--- START ---

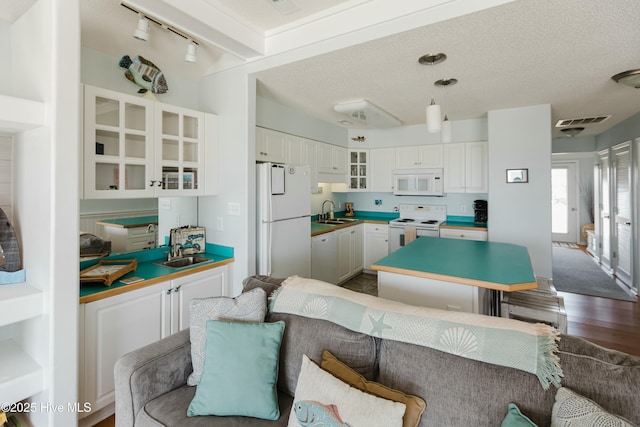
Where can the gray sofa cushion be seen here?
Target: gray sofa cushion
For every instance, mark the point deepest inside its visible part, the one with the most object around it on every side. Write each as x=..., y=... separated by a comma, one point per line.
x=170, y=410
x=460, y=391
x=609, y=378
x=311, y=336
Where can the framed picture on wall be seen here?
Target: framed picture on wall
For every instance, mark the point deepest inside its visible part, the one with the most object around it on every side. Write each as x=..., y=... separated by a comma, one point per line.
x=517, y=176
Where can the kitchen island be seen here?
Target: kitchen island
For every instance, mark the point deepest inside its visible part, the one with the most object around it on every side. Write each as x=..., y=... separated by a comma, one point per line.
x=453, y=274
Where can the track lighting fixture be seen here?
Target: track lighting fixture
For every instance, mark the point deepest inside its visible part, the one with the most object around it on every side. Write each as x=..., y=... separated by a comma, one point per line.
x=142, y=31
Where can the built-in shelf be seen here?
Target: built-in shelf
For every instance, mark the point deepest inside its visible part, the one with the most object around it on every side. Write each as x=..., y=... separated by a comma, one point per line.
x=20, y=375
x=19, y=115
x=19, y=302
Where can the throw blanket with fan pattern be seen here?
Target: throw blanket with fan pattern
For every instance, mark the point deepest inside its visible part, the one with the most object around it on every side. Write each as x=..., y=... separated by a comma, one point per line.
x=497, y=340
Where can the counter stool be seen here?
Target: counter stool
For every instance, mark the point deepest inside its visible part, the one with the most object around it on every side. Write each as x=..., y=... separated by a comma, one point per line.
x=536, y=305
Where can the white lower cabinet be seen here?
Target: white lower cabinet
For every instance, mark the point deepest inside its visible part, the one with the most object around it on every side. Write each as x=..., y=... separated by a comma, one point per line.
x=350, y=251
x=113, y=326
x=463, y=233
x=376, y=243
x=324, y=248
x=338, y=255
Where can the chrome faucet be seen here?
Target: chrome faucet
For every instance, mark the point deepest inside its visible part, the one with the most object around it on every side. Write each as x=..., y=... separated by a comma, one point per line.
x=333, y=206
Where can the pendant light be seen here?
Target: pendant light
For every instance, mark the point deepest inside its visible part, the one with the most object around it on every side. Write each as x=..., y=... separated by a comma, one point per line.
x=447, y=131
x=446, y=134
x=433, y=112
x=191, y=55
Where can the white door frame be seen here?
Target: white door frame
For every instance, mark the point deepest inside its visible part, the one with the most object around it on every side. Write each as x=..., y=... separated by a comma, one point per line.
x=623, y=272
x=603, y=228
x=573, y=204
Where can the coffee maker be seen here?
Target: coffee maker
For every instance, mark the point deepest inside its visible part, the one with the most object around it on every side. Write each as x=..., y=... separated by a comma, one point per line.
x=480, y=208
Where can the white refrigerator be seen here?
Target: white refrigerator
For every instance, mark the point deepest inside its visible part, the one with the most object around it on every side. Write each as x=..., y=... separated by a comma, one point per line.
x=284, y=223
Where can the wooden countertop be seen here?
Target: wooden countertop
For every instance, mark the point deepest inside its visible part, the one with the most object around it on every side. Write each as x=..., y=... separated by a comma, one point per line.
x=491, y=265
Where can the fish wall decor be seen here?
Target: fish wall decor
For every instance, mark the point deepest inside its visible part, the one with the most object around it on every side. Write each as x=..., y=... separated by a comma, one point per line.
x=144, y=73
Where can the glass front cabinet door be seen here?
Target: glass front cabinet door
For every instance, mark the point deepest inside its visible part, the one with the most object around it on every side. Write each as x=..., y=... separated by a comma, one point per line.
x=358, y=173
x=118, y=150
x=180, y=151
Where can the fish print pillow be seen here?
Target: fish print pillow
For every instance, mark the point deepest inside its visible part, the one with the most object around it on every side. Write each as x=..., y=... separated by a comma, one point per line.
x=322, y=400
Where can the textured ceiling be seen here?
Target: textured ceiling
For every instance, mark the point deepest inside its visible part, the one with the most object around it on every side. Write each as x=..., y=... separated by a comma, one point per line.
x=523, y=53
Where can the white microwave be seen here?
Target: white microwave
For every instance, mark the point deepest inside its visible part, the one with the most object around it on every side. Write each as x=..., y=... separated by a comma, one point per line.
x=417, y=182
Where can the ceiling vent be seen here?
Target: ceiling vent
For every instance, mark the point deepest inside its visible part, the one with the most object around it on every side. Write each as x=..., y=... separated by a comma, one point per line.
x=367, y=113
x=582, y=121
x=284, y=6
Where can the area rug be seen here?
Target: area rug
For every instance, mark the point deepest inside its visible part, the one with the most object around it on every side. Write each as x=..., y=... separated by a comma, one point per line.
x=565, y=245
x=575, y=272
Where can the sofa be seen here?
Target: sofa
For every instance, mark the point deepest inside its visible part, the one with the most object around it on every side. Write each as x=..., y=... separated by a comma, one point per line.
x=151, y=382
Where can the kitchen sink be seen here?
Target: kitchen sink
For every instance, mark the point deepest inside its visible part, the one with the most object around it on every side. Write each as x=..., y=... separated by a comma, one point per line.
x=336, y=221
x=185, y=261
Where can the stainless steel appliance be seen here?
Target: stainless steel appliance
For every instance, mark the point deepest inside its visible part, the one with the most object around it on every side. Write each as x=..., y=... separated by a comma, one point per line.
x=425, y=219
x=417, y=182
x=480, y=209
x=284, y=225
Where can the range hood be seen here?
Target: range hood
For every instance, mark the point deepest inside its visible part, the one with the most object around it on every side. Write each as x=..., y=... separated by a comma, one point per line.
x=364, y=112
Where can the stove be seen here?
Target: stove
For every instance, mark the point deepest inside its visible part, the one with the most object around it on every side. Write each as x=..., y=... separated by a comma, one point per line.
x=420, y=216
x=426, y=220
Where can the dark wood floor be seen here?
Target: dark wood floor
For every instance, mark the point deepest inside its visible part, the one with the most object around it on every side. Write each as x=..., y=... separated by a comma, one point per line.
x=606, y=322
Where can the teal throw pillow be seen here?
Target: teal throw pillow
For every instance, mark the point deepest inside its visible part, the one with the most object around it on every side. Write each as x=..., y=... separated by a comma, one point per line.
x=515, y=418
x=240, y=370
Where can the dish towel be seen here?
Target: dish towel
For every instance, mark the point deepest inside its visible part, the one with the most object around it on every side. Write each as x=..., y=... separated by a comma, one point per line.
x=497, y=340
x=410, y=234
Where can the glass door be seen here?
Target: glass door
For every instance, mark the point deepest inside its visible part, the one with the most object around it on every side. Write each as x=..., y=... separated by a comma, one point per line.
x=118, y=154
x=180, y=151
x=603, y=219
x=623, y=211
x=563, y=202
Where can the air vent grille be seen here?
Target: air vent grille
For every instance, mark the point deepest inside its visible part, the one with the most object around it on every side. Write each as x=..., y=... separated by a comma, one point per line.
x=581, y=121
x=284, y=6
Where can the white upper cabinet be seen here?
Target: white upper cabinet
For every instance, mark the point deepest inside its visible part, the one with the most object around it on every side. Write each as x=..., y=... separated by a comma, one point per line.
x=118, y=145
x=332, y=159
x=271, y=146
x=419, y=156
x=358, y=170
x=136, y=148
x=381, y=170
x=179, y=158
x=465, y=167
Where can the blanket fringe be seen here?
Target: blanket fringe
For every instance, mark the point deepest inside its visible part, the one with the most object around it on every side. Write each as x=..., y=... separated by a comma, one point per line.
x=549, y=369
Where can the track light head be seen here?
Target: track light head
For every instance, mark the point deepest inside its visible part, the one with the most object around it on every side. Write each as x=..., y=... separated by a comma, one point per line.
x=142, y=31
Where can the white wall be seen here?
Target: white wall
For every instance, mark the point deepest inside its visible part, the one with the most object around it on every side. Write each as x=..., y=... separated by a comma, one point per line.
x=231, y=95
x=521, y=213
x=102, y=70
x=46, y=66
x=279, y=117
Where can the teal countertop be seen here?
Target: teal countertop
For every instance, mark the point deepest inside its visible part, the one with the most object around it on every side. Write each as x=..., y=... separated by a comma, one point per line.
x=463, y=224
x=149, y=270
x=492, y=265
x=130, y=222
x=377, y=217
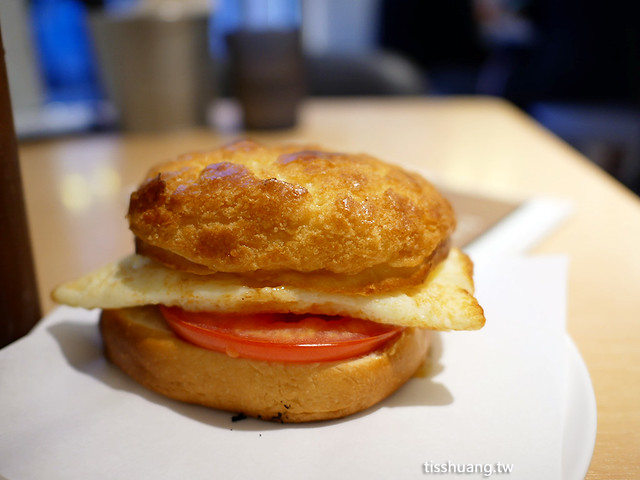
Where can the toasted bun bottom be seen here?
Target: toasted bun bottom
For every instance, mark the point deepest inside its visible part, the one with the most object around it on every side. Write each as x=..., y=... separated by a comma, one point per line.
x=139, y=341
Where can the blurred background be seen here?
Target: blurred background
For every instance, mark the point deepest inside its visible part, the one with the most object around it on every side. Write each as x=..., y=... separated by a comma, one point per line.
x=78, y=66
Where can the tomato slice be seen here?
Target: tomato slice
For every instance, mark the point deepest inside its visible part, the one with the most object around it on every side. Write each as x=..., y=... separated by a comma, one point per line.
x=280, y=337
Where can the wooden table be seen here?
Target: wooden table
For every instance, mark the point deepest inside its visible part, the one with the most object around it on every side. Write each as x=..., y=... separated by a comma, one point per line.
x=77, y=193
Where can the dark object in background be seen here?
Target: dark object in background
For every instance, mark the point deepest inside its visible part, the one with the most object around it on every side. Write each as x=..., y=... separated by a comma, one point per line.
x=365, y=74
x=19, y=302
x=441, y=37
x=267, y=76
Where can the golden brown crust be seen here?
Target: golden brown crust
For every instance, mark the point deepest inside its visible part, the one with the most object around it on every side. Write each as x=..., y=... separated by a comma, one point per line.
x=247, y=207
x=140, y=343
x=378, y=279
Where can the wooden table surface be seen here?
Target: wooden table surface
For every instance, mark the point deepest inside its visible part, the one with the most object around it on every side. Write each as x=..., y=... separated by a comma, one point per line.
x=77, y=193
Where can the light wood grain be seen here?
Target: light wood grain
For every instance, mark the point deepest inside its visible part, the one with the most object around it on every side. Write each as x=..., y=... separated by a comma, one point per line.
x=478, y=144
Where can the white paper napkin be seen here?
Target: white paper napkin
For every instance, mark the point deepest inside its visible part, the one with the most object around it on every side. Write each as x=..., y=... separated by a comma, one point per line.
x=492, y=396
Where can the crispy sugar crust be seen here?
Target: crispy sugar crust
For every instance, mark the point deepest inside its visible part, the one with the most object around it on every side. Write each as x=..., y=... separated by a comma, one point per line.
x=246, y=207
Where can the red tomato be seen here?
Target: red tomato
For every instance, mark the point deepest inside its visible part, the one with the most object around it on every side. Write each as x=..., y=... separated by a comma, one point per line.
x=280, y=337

--- END ---

**The problem:**
Rewrite the lines from the one with "Where can the white microwave be seen here?" through the one with "x=575, y=272", putting "air vent" in place of "ceiling vent" and changing nothing else. Give only those lines.

**Final result:**
Where can the white microwave be seen here?
Target: white microwave
For every instance, mark the point deepest inside its visible part, the one with the most object around it on every side. Write each as x=..., y=... separated by a comma, one point per line.
x=417, y=182
Where can the air vent be seen here?
Target: air vent
For every instance, mark the point deepest inside its visible part, the one with the most object around it on every side. Write each as x=..., y=... separated by a comma, one point per line.
x=367, y=113
x=582, y=121
x=284, y=6
Where can the area rug be seen here?
Target: area rug
For every instance, mark the point deepest inside its visible part, the one with the most object around it on every side. Write each as x=..., y=... separated by a comma, one point per line.
x=565, y=245
x=575, y=272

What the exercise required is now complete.